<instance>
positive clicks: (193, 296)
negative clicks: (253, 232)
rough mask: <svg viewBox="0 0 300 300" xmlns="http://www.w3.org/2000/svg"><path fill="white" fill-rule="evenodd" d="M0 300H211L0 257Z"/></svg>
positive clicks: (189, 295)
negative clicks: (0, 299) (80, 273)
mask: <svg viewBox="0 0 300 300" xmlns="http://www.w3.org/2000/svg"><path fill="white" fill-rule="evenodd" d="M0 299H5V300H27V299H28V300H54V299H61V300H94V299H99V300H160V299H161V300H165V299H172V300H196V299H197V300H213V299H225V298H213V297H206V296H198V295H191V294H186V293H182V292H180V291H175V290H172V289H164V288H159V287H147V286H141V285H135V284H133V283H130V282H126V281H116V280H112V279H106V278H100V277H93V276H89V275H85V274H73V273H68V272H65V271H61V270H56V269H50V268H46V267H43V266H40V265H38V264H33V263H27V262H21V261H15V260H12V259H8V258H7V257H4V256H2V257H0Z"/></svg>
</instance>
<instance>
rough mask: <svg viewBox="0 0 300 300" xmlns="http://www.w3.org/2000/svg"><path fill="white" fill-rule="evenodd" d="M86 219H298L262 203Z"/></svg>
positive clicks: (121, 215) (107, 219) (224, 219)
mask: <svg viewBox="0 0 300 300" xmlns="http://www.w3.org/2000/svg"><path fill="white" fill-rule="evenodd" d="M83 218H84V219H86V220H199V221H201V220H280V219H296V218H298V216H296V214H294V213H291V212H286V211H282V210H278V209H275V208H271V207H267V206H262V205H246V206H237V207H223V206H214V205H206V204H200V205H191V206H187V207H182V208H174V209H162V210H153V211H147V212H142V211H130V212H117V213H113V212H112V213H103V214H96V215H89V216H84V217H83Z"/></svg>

THE TASK:
Please edit the lines between the one holding "</instance>" and the one holding "positive clicks: (121, 215)", inclusive, replacing "rough mask" with "coarse mask" and changing nothing else. Return only those lines.

OUTPUT FOR THIS TASK:
</instance>
<instance>
coarse mask: <svg viewBox="0 0 300 300" xmlns="http://www.w3.org/2000/svg"><path fill="white" fill-rule="evenodd" d="M86 219H298L262 203Z"/></svg>
positive clicks: (121, 215) (107, 219) (224, 219)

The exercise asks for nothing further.